• **SOURCE DOCUMENT**

━━━━━━

WTO accepts request of India, Taipei to defer ICT import duty dispute ruling until Oct 2026

At a meeting of the WTO's Dispute Settlement Body (DSB) in Geneva on April 21, 2026, the DSB accepted a joint request from India and Chinese Taipei (Taiwan) ...


What Happened

  • At a meeting of the WTO's Dispute Settlement Body (DSB) in Geneva on April 21, 2026, the DSB accepted a joint request from India and Chinese Taipei (Taiwan) to defer consideration of a WTO panel ruling on India's import duties on certain Information and Communications Technology (ICT) products until October 27, 2026.
  • This is the ninth such deferral in a dispute that has been unresolved since the WTO panel circulated its report on April 17, 2023, which found India's tariffs on several ICT products to be inconsistent with WTO norms.

━━━━━━

• **INFORMATION SHOWN**
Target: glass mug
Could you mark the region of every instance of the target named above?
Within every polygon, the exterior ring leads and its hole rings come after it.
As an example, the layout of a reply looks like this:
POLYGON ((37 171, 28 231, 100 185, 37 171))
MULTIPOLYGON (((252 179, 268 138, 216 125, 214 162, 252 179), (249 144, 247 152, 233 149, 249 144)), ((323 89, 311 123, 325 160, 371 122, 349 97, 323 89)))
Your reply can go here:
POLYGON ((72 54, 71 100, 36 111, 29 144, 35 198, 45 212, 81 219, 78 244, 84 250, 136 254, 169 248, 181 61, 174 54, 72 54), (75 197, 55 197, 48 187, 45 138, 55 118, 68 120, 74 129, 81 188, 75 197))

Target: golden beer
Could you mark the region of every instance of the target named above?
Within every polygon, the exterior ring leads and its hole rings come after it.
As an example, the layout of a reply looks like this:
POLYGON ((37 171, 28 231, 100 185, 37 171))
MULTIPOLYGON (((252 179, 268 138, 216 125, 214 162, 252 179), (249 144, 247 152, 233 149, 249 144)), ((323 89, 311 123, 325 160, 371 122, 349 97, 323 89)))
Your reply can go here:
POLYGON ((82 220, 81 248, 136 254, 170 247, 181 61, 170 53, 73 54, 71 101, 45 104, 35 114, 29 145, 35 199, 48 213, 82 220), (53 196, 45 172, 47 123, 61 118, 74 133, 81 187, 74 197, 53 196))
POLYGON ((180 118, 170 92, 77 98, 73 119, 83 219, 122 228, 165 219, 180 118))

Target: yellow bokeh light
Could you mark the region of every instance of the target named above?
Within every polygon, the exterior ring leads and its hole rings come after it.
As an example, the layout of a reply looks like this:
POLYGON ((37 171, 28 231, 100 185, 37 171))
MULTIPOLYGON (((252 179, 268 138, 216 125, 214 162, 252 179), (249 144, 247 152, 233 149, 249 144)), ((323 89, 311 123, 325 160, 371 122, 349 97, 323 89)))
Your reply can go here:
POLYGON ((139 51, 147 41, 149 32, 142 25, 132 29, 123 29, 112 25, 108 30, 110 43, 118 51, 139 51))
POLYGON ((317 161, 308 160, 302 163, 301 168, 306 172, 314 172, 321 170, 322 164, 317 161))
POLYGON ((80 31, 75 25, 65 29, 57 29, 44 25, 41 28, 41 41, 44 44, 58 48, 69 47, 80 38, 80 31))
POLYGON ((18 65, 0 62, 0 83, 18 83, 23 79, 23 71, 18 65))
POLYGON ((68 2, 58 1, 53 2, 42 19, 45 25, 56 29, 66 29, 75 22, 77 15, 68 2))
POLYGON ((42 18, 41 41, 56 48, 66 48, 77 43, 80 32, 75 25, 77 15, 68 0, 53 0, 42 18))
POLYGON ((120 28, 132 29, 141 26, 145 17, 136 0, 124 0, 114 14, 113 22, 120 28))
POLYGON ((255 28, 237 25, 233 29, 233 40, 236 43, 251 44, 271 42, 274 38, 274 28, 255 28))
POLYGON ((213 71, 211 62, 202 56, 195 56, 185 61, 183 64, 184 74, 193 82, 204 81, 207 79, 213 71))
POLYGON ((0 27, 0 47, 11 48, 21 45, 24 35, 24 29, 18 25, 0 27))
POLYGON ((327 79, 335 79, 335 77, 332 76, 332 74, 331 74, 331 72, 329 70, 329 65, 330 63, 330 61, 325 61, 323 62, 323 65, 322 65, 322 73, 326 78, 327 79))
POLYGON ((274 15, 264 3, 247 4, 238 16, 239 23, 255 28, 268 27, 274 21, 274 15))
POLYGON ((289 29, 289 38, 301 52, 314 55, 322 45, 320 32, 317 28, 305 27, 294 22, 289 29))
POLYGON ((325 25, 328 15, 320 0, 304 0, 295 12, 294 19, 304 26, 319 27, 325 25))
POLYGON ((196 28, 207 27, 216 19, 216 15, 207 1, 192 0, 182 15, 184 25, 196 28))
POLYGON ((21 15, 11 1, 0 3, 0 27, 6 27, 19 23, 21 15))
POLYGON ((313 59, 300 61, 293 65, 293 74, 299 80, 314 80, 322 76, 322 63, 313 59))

━━━━━━

• **WHAT THE EXERCISE ASKS**
Using the text about India's ICT import duty dispute at the WTO, decide whether each statement agrees with it, answering yes or no and quoting the deciding words: (a) the DSB meeting was held in Geneva on April 21, 2026; (b) India alone asked for the deferral; (c) this deferral is the eighth in the dispute.

• **RESPONSE BELOW**
(a) Yes: "in Geneva on April 21, 2026"
(b) No: "a joint request from India and Chinese Taipei (Taiwan)"
(c) No: "This is the ninth such deferral"